→ About this exercise
Each line of the entries below that includes "background" belongs in your answer.

→ Available data
== == ==
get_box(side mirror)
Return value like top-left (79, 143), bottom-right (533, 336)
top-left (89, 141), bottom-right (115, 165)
== == ==
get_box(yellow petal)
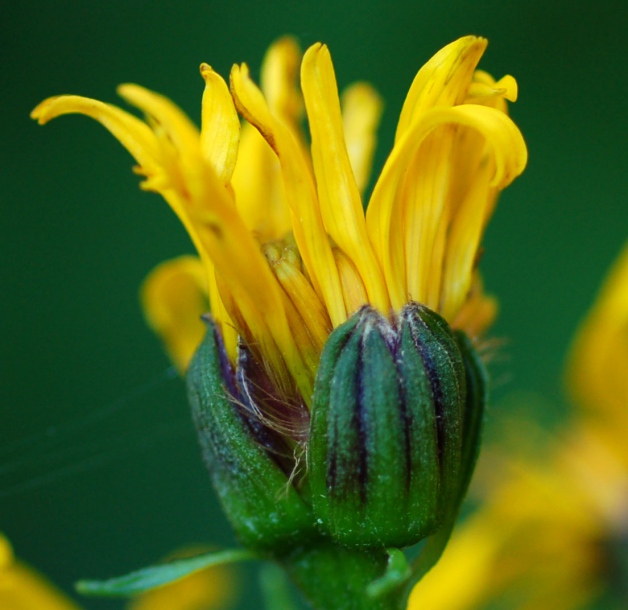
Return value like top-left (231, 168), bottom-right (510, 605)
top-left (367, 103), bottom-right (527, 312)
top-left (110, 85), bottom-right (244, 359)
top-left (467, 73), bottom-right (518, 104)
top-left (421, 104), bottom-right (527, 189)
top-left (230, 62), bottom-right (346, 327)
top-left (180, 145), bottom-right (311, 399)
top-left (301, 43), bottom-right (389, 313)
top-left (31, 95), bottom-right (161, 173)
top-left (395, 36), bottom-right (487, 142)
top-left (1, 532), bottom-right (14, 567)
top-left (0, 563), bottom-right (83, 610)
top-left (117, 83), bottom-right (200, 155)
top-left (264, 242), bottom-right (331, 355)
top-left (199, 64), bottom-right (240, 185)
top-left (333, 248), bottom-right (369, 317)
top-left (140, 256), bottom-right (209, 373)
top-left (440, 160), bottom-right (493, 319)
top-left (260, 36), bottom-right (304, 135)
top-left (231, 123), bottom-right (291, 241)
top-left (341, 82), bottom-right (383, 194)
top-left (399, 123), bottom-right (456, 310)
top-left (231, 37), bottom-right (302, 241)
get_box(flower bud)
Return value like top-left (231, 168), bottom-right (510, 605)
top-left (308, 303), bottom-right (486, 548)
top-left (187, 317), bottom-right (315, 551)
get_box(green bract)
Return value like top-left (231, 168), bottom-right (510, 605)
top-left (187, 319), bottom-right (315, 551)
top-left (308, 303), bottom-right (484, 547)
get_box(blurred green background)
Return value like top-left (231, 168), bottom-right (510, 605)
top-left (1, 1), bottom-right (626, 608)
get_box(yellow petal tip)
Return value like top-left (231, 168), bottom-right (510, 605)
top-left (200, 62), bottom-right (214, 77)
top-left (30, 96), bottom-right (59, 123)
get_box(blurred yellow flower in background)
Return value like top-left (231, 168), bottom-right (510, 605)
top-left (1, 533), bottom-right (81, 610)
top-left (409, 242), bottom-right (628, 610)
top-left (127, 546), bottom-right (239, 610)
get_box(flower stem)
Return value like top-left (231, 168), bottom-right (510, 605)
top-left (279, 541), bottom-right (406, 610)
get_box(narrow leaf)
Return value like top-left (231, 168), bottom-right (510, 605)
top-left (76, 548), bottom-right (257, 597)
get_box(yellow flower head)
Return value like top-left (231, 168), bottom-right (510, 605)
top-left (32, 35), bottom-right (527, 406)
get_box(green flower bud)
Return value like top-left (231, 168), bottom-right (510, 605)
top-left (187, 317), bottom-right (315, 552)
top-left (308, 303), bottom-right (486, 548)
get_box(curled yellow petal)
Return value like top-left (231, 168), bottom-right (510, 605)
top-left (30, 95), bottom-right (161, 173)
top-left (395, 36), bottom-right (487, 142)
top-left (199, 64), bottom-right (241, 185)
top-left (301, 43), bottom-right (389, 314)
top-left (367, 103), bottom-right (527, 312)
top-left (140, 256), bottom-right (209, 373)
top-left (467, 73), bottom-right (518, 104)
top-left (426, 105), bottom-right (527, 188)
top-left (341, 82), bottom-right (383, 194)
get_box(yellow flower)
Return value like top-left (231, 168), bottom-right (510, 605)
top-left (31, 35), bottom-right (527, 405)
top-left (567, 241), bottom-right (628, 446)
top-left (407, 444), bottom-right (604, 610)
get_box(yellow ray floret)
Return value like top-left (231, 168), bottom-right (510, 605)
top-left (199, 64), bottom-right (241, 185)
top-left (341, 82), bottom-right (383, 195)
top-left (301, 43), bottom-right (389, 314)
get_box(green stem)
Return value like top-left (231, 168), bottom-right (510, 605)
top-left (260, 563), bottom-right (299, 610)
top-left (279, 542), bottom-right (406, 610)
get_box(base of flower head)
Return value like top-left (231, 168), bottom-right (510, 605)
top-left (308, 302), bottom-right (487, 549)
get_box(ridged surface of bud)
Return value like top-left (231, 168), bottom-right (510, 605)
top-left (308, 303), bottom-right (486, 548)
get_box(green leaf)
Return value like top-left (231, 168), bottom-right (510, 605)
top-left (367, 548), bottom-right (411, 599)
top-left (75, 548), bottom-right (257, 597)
== == ==
→ Task solution
get_box(blurred green background)
get_box(blurred yellow flower in background)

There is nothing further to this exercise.